* **Work task**
Among the entries below, count the lines that contain the word "tool". Write down only the total.

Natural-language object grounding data

··········

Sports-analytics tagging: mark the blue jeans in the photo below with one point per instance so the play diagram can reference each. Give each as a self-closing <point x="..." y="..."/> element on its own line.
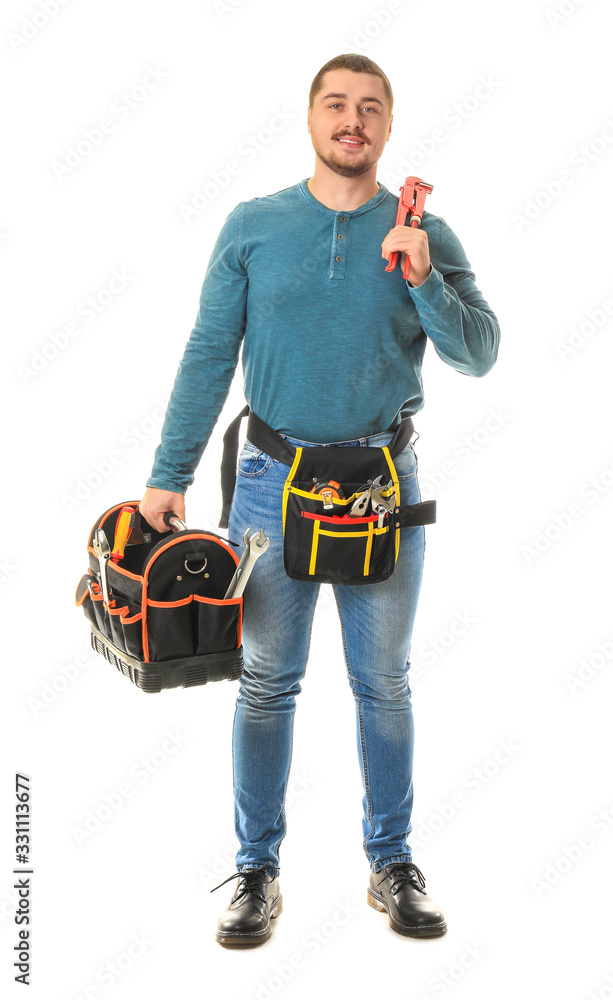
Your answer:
<point x="376" y="624"/>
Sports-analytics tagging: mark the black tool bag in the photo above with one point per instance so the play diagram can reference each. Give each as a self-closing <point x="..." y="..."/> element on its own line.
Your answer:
<point x="321" y="541"/>
<point x="167" y="623"/>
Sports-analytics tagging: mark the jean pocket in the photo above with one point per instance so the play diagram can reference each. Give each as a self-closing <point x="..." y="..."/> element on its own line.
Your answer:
<point x="406" y="464"/>
<point x="252" y="462"/>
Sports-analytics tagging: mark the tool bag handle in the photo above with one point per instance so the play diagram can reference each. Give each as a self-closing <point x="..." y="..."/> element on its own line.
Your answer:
<point x="269" y="441"/>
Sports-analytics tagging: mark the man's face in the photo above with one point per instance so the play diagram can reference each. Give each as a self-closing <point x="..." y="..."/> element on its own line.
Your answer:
<point x="350" y="121"/>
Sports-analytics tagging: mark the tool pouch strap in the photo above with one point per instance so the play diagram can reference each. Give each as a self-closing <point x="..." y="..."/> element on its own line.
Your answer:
<point x="263" y="436"/>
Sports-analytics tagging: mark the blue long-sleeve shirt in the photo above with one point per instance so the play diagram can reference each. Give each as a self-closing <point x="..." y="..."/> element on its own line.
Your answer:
<point x="332" y="342"/>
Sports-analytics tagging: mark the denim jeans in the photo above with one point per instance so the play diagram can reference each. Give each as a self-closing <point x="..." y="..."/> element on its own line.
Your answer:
<point x="376" y="625"/>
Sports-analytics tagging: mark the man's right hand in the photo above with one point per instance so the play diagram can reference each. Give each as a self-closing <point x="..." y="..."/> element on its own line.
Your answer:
<point x="155" y="503"/>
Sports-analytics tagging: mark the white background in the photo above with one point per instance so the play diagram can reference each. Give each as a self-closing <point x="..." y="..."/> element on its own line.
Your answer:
<point x="515" y="844"/>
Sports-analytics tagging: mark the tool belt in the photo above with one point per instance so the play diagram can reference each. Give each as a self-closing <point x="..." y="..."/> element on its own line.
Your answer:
<point x="166" y="622"/>
<point x="322" y="541"/>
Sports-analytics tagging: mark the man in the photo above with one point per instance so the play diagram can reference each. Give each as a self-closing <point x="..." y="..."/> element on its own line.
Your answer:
<point x="332" y="353"/>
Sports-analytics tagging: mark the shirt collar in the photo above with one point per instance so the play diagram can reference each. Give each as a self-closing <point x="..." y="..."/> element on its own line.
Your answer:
<point x="373" y="202"/>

··········

* **Solution for this problem**
4